Teks Halaman:
Bawang merah illegal mengandung organisme pengganggu tumbuhan karantina SYSV.
REPUBLIKA.CO.ID, BANDA ACEH -- Kantor Wilayah (Kanwil) Bea Cukai Aceh memusnahkan bawang merah dan pakaian bekas ilegal hasil penindakan di bidang kepabeanan.
Pemusnahan dilaksanakan secara simbolis di Kantor Bea Cukai Banda Aceh pada Kamis (13/3/2025), selanjutnya pemusnahan dilaksanakan secara keseluruhan di PT Solusi Bangun Andalas, Lhoknga, dengan cara dibakar.
Kepala Seksi Bimbingan Kepatuhan dan Hubungan Masyarakat Kanwil Bea Cukai Aceh, Muparrih, mengungkapkan barang-barang tersebut merupakan hasil penindakan Unit Patroli Laut Bea Cukai Aceh pada Rabu (12/2/2025).

Tujuan:
Ubah paragraf dalam teks halaman di atas yang diawali "Pemusnahan dilaksanakan secara simbolis" menjadi daftar singkat tanpa menghilangkan fakta utamanya.

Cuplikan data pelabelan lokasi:
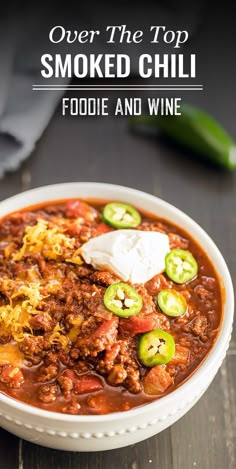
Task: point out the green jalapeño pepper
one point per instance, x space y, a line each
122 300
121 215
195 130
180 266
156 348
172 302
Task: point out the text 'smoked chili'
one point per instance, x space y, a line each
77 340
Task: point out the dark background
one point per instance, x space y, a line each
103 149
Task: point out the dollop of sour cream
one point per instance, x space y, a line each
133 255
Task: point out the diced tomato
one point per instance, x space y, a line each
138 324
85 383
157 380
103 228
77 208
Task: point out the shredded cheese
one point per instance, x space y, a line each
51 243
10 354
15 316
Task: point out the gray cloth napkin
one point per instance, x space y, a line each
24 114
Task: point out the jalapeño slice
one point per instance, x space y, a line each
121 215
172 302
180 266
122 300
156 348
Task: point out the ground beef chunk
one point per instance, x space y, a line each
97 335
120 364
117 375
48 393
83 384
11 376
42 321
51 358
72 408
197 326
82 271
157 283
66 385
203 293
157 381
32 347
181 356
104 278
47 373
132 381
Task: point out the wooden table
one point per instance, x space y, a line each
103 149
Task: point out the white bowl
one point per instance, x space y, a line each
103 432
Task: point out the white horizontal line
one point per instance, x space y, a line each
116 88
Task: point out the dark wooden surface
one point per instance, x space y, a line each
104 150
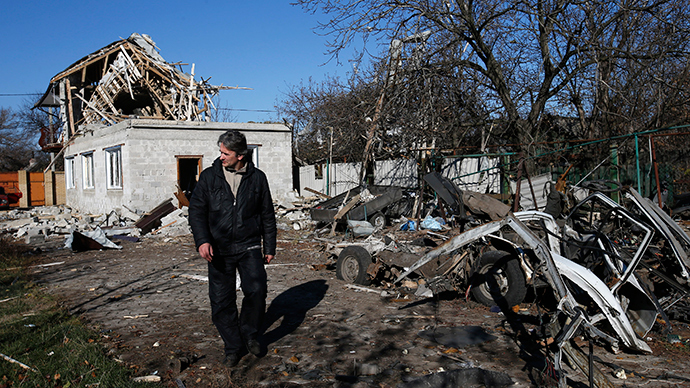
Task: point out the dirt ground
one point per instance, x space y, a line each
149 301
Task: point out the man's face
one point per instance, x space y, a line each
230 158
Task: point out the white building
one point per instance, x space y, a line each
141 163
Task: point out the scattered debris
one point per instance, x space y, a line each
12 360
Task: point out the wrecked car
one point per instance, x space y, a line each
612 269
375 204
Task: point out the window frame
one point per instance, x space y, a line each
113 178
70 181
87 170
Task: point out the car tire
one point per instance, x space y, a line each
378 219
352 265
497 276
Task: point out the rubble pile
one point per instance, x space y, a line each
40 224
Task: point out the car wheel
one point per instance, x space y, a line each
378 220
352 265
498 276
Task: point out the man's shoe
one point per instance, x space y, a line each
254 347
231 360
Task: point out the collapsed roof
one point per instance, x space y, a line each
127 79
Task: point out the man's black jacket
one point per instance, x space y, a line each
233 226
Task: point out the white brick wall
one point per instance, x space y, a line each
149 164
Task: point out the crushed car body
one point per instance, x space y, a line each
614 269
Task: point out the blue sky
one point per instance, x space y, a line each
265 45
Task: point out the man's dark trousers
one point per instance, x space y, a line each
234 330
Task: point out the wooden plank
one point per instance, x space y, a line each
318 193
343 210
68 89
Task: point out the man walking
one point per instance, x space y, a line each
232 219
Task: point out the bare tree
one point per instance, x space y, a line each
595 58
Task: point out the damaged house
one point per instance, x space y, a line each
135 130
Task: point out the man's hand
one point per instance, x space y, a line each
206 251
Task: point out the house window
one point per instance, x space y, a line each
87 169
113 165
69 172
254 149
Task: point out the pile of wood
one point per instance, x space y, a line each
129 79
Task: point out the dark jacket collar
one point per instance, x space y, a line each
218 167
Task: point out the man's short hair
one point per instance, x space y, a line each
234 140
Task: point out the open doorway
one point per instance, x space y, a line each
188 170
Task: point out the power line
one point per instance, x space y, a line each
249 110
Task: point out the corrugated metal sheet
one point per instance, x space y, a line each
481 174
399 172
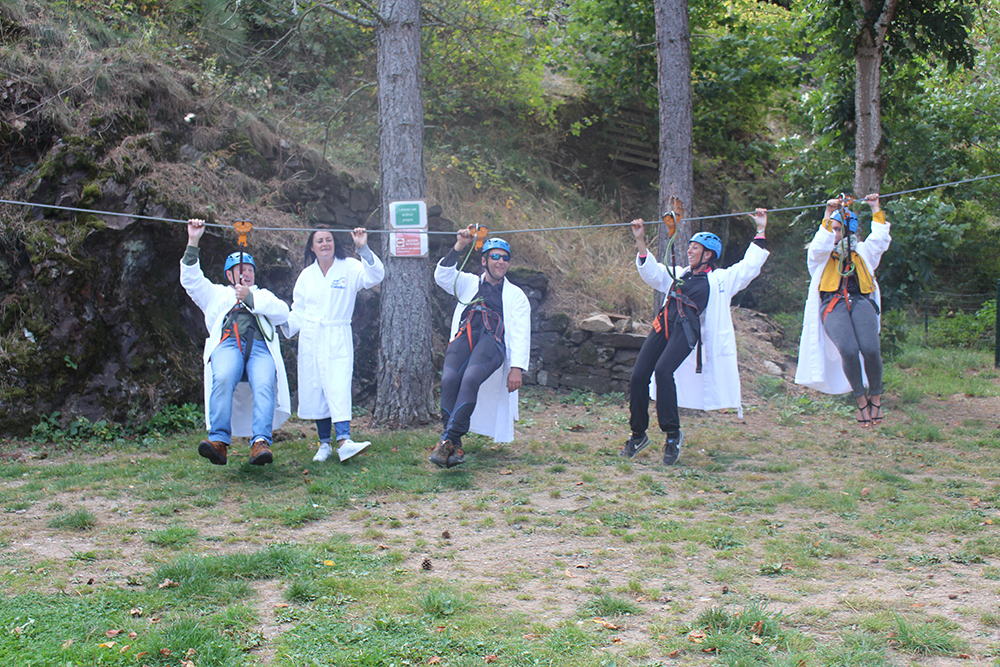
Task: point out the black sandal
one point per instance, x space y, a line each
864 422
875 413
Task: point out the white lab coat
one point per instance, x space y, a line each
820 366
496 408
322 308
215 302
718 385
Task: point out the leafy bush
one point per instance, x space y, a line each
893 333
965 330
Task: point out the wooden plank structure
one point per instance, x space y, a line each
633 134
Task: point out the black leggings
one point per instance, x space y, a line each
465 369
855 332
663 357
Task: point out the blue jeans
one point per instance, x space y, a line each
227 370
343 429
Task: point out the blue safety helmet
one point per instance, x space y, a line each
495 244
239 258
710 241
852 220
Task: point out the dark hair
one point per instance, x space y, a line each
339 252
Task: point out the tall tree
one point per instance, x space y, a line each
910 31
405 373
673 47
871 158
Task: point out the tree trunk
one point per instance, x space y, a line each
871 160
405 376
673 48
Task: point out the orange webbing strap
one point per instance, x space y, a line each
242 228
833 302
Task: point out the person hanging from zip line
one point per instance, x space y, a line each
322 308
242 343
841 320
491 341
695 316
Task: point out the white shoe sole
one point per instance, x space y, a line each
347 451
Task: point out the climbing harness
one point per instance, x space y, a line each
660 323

...

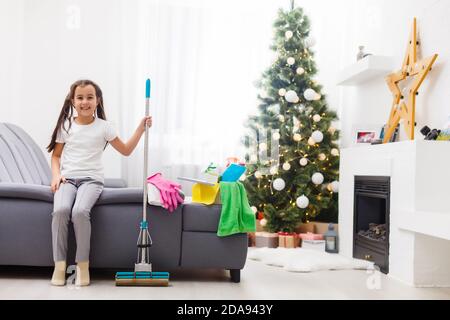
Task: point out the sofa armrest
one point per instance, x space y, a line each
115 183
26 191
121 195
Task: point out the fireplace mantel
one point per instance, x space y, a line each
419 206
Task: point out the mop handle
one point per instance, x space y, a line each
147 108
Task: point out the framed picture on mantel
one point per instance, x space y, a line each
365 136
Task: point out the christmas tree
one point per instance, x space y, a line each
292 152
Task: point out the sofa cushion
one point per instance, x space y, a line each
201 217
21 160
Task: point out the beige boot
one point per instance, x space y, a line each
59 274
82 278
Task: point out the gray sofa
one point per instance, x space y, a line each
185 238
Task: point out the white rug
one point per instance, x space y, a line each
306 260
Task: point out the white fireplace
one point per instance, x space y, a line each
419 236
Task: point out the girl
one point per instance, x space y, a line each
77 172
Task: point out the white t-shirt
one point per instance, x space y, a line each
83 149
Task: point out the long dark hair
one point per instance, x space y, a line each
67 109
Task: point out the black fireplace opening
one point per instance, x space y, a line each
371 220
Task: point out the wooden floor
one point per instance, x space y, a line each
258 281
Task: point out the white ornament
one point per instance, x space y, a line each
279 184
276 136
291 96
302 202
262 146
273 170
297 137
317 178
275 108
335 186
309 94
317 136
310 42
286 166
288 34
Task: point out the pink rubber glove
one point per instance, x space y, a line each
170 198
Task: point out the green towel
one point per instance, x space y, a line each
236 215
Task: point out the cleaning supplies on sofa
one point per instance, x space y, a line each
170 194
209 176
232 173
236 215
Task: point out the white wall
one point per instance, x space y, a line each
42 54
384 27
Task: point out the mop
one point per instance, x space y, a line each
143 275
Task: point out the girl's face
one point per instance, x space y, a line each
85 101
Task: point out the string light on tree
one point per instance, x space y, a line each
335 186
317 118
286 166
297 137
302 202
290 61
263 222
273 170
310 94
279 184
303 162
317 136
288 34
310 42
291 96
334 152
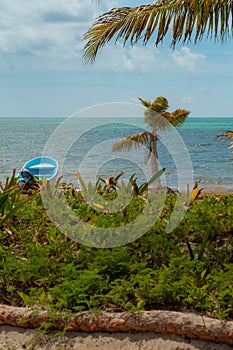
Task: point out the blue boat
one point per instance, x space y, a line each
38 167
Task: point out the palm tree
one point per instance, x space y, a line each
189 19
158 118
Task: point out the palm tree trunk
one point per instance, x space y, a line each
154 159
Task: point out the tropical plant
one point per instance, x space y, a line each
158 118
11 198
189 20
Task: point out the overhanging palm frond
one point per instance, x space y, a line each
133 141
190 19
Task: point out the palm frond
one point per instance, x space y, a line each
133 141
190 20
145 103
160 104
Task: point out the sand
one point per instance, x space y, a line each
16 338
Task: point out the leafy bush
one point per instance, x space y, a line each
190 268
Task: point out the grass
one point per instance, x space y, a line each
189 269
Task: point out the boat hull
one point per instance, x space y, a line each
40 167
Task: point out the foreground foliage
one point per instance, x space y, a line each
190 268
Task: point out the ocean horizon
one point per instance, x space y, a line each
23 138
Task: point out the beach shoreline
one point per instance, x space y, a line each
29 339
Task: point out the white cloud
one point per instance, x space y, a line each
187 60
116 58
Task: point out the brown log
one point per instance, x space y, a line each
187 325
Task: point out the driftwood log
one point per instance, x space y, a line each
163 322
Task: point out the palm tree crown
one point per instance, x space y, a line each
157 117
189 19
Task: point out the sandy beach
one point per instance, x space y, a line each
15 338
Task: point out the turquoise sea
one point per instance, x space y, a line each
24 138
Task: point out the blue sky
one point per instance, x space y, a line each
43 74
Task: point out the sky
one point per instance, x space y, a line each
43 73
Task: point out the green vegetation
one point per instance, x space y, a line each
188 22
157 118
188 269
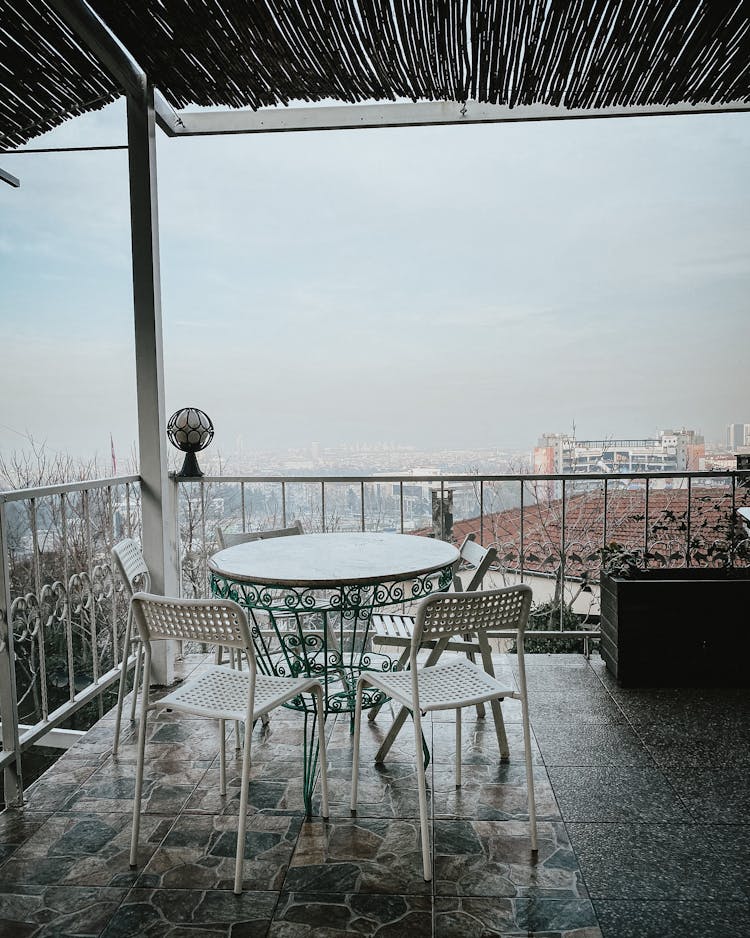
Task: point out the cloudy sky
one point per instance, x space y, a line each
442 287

---

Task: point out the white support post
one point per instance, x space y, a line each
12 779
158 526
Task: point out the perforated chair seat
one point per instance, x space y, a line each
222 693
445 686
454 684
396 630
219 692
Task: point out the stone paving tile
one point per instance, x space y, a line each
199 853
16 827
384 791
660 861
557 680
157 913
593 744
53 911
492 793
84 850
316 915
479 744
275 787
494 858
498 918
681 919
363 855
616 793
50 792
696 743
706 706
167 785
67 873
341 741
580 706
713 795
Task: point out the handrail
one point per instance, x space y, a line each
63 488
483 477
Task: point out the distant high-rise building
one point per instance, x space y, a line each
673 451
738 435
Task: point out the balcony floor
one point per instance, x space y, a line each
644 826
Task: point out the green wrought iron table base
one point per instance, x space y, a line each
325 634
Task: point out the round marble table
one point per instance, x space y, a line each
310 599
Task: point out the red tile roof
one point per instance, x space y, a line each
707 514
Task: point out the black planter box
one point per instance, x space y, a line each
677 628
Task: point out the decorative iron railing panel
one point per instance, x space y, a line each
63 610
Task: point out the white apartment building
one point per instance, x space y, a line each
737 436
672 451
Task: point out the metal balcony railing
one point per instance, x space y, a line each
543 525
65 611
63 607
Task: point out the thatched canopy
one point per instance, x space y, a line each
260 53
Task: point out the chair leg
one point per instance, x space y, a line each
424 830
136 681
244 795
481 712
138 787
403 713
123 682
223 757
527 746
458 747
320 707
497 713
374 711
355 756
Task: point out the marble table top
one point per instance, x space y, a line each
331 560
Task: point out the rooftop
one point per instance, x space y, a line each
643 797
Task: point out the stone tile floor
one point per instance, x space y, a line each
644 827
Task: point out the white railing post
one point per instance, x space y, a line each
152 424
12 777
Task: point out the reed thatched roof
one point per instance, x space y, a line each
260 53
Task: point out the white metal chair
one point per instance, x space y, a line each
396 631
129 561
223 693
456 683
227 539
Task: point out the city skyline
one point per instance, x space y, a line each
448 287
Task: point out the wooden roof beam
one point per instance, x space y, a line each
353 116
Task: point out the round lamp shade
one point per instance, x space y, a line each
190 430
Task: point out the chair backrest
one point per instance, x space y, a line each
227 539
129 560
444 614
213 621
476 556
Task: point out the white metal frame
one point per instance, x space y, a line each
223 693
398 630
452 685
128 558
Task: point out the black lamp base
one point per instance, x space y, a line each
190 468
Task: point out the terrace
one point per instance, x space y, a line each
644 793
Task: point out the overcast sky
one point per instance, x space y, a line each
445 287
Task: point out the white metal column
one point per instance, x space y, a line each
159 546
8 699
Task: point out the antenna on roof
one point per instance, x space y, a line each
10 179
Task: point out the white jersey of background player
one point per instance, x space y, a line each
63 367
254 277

Jawaban Tertulis:
- Pemusnahan simbolis dilakukan di Kantor Bea Cukai Banda Aceh pada Kamis (13/3/2025).
- Pemusnahan keseluruhan dilakukan setelahnya di PT Solusi Bangun Andalas, Lhoknga.
- Barang dimusnahkan dengan cara dibakar.